--- EXCERPTED TEXT ---
In an exclusive interview with the CNN, Macron said that he has “a very direct relationship” with Trump. “Trump is a person who has tried to fulfill his electoral promises, as I also try to fulfill my promises, and I respect the action that Trump made in this regard. But I think we can follow things better, due to our personal relationship and talks. For instance, Trump has decided to withdraw from the Iran pact, but at the end, he showed respect for the signatories’ decision to remain in the JCPOA.”

There are some key points in Macron’s remarks:

First, in 2017, the French were the first of the European signatories to try to change the JCPOA. They tried to force Iran to accept the following conditions: Inspection of military sites, application of the overtime limitation on nuclear activities, limiting regional activities, including missile capabilities within the framework of the JCPOA.

Macron had already made commitments to President Trump and Israel’s Prime Minister Benjamin Netanyahu to push Iran to accept the additional protocols to the deal, and he pushed to make it happen before Trump left the JCPOA.

Second, after the US withdrawal from the Iran nuclear deal, although France expressed regret, they had secret negotiations with US Secretary of State Mike Pompeo over the JCPOA.

--- WHAT TO DO ---
Pick up the text on Macron's remarks about Trump and the Iran nuclear deal after its final sentence and carry it forward.

--- INFORMATION PROVIDED ---
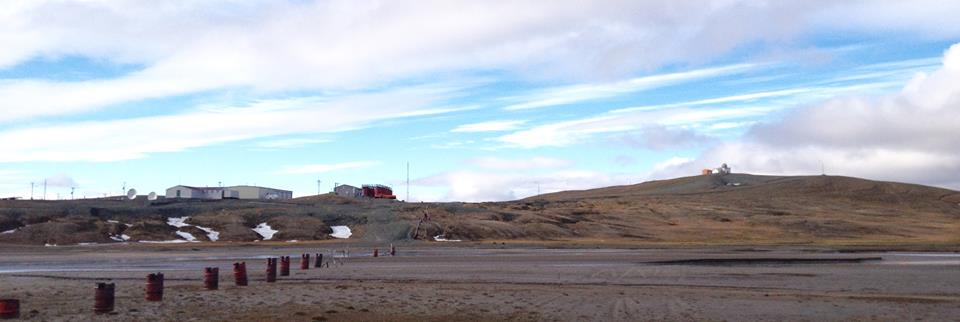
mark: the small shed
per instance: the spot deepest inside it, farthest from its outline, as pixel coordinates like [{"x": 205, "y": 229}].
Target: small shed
[{"x": 348, "y": 191}]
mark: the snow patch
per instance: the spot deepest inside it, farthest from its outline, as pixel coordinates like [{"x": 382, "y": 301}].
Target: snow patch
[
  {"x": 117, "y": 222},
  {"x": 440, "y": 238},
  {"x": 178, "y": 221},
  {"x": 341, "y": 232},
  {"x": 265, "y": 231},
  {"x": 213, "y": 235},
  {"x": 181, "y": 222},
  {"x": 120, "y": 238},
  {"x": 187, "y": 236},
  {"x": 175, "y": 241}
]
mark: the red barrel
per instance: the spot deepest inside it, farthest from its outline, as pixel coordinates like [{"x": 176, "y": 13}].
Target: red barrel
[
  {"x": 9, "y": 309},
  {"x": 284, "y": 265},
  {"x": 304, "y": 261},
  {"x": 271, "y": 270},
  {"x": 240, "y": 273},
  {"x": 103, "y": 298},
  {"x": 211, "y": 278},
  {"x": 155, "y": 287}
]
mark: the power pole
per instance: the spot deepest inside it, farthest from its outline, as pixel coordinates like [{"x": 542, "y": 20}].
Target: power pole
[{"x": 408, "y": 183}]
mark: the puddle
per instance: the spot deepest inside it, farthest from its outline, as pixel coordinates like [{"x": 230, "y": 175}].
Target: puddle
[{"x": 764, "y": 261}]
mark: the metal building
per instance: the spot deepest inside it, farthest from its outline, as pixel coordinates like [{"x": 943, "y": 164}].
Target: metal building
[
  {"x": 189, "y": 192},
  {"x": 234, "y": 192},
  {"x": 254, "y": 192},
  {"x": 348, "y": 191}
]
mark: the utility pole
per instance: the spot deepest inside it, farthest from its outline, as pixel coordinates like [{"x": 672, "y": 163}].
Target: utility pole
[{"x": 408, "y": 182}]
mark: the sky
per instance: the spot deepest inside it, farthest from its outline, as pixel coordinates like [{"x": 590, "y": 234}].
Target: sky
[{"x": 485, "y": 100}]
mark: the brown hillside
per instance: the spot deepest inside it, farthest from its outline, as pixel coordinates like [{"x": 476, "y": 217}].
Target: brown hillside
[{"x": 731, "y": 209}]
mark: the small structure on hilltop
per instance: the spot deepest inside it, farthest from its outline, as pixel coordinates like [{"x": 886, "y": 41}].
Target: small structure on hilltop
[
  {"x": 348, "y": 191},
  {"x": 378, "y": 191},
  {"x": 723, "y": 169}
]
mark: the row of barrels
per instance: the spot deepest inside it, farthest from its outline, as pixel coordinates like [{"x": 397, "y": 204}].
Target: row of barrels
[{"x": 104, "y": 293}]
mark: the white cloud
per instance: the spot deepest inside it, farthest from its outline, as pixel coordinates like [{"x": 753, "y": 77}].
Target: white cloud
[
  {"x": 910, "y": 136},
  {"x": 491, "y": 126},
  {"x": 60, "y": 180},
  {"x": 534, "y": 163},
  {"x": 577, "y": 131},
  {"x": 585, "y": 92},
  {"x": 289, "y": 143},
  {"x": 276, "y": 46},
  {"x": 125, "y": 139},
  {"x": 671, "y": 163},
  {"x": 323, "y": 168}
]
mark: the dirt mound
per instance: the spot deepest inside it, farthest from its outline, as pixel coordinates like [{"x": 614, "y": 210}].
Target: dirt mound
[
  {"x": 299, "y": 228},
  {"x": 61, "y": 231},
  {"x": 151, "y": 230},
  {"x": 232, "y": 226}
]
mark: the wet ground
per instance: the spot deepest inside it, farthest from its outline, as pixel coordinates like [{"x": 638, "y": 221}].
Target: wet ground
[{"x": 491, "y": 283}]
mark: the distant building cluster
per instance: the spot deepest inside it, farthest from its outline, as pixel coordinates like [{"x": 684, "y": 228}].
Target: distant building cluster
[
  {"x": 376, "y": 191},
  {"x": 233, "y": 192}
]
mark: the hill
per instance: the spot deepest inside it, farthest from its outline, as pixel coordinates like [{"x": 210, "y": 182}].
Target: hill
[{"x": 730, "y": 209}]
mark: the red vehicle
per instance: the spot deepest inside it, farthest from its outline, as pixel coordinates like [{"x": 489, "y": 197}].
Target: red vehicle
[{"x": 378, "y": 191}]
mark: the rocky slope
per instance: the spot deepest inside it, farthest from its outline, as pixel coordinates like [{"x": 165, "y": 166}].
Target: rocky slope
[{"x": 731, "y": 209}]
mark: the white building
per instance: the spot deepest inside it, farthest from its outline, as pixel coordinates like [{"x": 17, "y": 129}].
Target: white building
[
  {"x": 188, "y": 192},
  {"x": 349, "y": 191},
  {"x": 254, "y": 192},
  {"x": 234, "y": 192}
]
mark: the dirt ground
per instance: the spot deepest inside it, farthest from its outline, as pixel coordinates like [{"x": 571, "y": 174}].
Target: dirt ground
[{"x": 474, "y": 282}]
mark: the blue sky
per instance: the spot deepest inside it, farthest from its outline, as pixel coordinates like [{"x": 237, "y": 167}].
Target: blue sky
[{"x": 484, "y": 100}]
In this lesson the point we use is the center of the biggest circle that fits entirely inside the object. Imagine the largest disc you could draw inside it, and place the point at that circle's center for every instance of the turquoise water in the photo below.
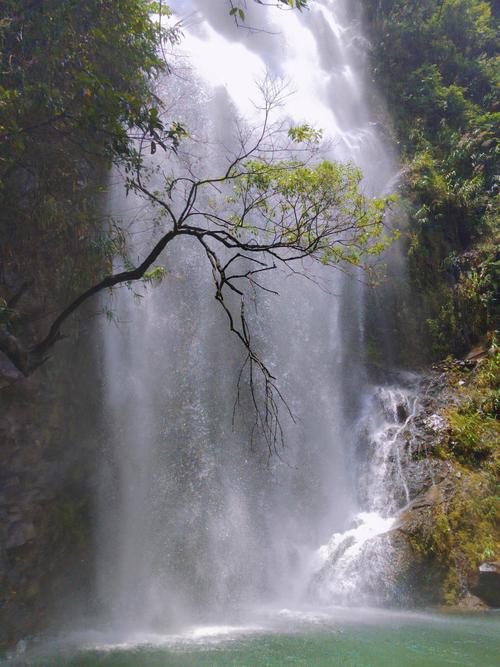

--- WRITTEN RESPONSE ---
The result of the undisclosed talks was deliberate delay on the part of the European authorities in providing a final package to keep the Iran deal alive. In other words, after the US unilaterally left the JCPOA, the French have been sloppy and maybe somewhat insincere about making the practical moves to ensure it would be saved.

Third, France has emphasized the need to strengthen their multilateralism in the international system and has become one of the pieces of the puzzle that completes the strategic posture of the Trump Administration in the West Asia region.

Obviously, French double standards have irritated European politicians, many of whom have disagreed with the contradictory games of French authorities towards the US and issues of multilateralism in the international community. Also, France’s isolation and its strategic leverage in the political arena has grown since the days of Sarkozy and Hollande. Some analysts thought that Macron and fresh policies would stop this trend, but it has not occurred.